I am still working through the final details of the (conventional) engine change on the Spitfire and I hope to fire her up soon, need a few parts that will be purchased soon.

Also, must do some work on the 2.5 as the MOT beckons.

Right off to the garage, must finish the Spitfire as its getting close to the time of firing up the new engine-exciting!


Wednesday, 20 June 2012


No Jam today, or in fact the whole weekend! 
20th June 2012





As last year, my Triumph activities are not as intense as they have been in previous years. Since my last posting I have only entered the International Auto Ecosse, that event taking place over the Jubilee Weekend in June.

I had a great time enjoying some spirited driving in the GT6 in the company of my old mate Darren Reynolds. We spent the whole weekend driving the event with Dave Langrick and his friend Gary in Dave’s infamous Spitfire 2000pi called the ‘Maiden’, Tomk Key and Tom Bamford in the first Tom’s Golf GT1 mk1 and Jason Chinn and Carl Shakespeare in Jason’s mk1 2.5Pi saloon. Tom was using the Golf following his accident in his lovely old TR6, that is now being re-built. That VW is a beast, it has a Corrado engine up front and flys, making a gorgeous noise over 4K revs. Tom does drive the car with a certain verve, the car makes light of those who like the more established traditional motor cars in the UK old car movement and mock the more modern designs. Surely the Golf GTi is a landmark vehicle in the history of motoring and certainly proved that VW could make exciting transcendental cars after years of making the rather awful Beetle which has the vehicle dynamics of a snail. It is still beyond my comprehension why the Beetle and its awful derivatives are so popular?

The first day started with a loose ground test on some ground at the back of a local garage, followed by some atmospheric driving through the Scottish borders. Darren and I did the test in 32 seconds a competitive time that I hoped we could build upon to use to win the event! We then crossed the Fourth Road Bridge, only the second time I have crossed that road in daylight, all previous crossings being on the RBRR, and set off for the 2nd test venue at an Amazon delivery centre car park near Glenrothes. This test looked to be fun as it consisted of a serious slalom and 360 degree manoeuvrability examination where the driver would rely upon his co-driver to guide him round a complicated course. We were the first car/crew to line up and I think did very well, Darren guiding me with the authority that a good co driver should exhibit, firm instructions making it difficult for me to go wrong. Our time was competitive and I drove away thinking that we were on the right track (literally).

## DATA LISTING
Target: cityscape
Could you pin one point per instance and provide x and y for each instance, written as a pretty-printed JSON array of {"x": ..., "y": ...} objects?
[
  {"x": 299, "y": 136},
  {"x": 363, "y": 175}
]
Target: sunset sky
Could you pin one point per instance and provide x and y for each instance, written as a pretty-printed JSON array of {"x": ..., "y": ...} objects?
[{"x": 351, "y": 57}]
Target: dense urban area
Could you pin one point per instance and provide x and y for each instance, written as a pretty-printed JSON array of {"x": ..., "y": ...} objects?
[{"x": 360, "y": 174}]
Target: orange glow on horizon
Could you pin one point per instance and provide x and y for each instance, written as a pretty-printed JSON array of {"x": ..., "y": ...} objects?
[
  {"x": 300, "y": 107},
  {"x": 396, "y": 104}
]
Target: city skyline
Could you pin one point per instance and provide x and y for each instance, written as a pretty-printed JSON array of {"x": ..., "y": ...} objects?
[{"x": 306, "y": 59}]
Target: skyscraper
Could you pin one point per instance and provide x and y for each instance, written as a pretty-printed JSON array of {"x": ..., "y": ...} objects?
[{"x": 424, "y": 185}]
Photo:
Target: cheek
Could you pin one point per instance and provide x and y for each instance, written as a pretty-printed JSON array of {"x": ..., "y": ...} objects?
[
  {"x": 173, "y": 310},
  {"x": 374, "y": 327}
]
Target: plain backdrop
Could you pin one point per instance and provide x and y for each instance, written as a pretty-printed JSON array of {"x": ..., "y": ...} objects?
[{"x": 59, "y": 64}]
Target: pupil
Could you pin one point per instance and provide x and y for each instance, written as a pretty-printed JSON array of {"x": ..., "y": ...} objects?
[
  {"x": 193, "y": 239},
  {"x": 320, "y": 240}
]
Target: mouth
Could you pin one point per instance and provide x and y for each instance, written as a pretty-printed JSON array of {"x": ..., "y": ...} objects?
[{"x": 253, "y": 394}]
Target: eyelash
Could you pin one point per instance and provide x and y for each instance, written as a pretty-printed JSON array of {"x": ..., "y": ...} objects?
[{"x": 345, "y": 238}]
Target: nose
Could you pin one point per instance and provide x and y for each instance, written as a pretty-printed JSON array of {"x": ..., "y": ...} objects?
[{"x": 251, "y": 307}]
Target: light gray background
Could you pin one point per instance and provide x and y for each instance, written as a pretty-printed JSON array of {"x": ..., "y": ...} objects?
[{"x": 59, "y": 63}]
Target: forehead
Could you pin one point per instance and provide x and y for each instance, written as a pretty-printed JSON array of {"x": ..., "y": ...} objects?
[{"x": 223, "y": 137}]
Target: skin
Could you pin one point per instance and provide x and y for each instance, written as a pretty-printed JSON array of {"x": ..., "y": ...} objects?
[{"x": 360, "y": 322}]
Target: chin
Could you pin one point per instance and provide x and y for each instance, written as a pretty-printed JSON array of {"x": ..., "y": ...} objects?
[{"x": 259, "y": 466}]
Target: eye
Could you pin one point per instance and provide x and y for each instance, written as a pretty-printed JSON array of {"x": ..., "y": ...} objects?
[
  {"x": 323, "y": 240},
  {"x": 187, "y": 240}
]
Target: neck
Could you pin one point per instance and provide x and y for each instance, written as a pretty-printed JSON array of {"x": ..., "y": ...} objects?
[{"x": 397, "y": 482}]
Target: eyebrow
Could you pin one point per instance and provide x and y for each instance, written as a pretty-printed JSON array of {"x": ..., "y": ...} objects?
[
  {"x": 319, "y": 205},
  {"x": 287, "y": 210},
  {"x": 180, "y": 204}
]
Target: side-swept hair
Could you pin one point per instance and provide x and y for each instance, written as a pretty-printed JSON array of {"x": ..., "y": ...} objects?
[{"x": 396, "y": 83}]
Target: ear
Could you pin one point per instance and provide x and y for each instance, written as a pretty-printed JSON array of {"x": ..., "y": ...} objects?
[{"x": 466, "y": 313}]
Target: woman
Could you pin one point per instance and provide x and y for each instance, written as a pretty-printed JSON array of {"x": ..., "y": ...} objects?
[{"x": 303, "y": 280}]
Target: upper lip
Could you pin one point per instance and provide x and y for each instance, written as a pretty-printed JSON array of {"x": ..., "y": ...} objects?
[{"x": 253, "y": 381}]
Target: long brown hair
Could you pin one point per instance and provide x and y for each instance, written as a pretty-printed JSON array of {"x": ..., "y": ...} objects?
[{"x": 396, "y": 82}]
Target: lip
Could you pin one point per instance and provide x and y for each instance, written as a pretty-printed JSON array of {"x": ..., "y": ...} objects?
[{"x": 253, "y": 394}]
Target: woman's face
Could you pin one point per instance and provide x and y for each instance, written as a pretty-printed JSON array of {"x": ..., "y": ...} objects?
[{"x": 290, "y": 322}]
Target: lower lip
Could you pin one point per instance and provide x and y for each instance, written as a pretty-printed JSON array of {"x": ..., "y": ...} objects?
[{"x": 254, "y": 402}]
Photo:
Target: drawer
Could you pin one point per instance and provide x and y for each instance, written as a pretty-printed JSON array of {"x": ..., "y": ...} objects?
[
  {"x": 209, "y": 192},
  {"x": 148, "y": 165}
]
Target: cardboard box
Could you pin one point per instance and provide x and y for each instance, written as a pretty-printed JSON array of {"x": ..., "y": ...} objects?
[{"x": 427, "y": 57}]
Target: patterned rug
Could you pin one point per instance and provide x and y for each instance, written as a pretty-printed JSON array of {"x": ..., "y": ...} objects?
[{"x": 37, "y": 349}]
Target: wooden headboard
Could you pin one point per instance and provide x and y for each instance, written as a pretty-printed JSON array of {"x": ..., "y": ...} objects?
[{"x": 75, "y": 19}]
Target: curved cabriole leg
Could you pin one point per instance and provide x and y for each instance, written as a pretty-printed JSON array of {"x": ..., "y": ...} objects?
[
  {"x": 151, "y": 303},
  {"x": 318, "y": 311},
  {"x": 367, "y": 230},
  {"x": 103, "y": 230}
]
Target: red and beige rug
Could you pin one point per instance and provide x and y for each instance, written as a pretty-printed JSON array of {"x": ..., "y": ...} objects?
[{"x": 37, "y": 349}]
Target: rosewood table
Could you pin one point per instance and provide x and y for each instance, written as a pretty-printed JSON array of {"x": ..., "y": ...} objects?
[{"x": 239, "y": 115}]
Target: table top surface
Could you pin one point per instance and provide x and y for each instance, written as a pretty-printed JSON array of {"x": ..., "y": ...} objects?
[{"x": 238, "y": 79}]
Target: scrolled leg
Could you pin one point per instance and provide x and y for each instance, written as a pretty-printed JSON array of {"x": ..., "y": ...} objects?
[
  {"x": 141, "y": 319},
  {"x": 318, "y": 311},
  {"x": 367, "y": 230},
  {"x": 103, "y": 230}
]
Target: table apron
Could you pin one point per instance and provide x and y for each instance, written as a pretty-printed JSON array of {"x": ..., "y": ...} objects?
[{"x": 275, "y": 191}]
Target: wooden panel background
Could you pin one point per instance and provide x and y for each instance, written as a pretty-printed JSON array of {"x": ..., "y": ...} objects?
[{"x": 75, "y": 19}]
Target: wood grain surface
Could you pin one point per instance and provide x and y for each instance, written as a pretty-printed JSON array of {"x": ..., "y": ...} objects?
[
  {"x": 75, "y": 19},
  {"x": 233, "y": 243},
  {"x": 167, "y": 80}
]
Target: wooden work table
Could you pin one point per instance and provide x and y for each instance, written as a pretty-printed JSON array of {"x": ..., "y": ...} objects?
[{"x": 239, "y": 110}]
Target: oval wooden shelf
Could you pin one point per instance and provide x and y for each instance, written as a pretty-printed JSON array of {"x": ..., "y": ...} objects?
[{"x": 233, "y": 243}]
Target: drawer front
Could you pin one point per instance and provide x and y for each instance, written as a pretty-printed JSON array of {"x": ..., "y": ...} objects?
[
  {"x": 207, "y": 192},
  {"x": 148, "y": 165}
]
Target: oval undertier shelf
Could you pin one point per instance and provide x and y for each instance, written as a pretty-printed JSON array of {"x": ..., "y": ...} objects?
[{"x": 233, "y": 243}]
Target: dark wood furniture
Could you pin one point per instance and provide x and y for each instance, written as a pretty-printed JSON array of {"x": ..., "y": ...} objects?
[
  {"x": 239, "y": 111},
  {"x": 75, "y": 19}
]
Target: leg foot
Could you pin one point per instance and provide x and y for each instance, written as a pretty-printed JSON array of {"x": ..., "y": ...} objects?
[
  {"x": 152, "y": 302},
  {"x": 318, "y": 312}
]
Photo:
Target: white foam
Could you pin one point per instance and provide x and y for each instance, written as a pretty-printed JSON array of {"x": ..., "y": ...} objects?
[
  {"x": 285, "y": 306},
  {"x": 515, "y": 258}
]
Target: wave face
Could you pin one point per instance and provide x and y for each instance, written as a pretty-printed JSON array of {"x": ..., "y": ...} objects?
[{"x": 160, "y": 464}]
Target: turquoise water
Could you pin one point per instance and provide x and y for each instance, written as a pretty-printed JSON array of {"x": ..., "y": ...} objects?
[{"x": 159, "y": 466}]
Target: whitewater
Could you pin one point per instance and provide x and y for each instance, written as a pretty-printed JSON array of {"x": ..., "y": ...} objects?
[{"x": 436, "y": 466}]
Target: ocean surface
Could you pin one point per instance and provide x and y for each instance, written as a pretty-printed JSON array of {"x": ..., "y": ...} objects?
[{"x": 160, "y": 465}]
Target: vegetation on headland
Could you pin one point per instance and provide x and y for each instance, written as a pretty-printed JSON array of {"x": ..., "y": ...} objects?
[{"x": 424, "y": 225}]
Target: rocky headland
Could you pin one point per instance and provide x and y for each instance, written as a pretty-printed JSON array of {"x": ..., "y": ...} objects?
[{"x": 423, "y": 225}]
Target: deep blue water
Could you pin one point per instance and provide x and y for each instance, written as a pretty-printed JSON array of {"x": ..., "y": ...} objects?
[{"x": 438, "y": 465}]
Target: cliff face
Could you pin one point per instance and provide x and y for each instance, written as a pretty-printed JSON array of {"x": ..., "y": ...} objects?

## SET OF TASKS
1. Translate this sentence from the motoring blog into Spanish: "The first day started with a loose ground test on some ground at the back of a local garage, followed by some atmospheric driving through the Scottish borders."
2. List every person in the motoring blog who is named with both a first name and a surname, spelled as the blog spells them.
3. Proceed with the motoring blog about the International Auto Ecosse, picking up right after its last sentence.

## RESPONSES
1. El primer día comenzó con una prueba sobre terreno suelto en una zona situada detrás de un taller local, seguida de una conducción llena de ambiente por la región fronteriza de Escocia.

2.
Darren Reynolds
Dave Langrick
Tomk Key
Tom Bamford
Jason Chinn
Carl Shakespeare

3.
Then it was onto St Andrews and up to Perth for the Saturday night. We stayed at a Travelodge just down the road from the nominated Travelodge venue and subsequently had to drive a couple of miles to meet up with the above motley crew in a pub. After a very nice dinner a few beers were consumed and the banter started to fly. Tom K came up with a gem of a comment following my statement that driving a ‘modern’ car like his that this event must be simple, his reply being that it was like driving an electric chair. Gary followed this up with a line about the car being a ‘Death Row Ride’. Maybe you had to be there, but all of us fell around laughing at the spontaneity of this comment. The beer started to flow and it must be said we all had a great evening talking Triumph BS!

The next morning dawned bright and very blue, amazing considering that London seemed to be under low cloud cover for the Queen’s Diamond Jubilee celebrations. Surely there cannot be many better places in the UK than Scotland when the sun is shining, the skies are dark blue and the daylight is long! Actually, we had been surprised by the number of Union Jacks we had encountered throughout the route, we thought that the Scots would show complete disdain for the celebration of the Queen’s 60 years reign, how wrong were we! By the way if staying at a Travelodge, the £4.50 breakfast that is delivered to your door is a tadge disappointing, umm that is being mild, it was a disgrace! The night before we had gloated that we had sorted breakfast for the morning, I noticed that Jason did not say much at that point. Him, being a frequent UK traveller and well versed in the UK’s cheap hotel chains made me question our decision and on receipt of the breakfast packages I realised he was correct! I made a mental note, only use B&Bs in the future!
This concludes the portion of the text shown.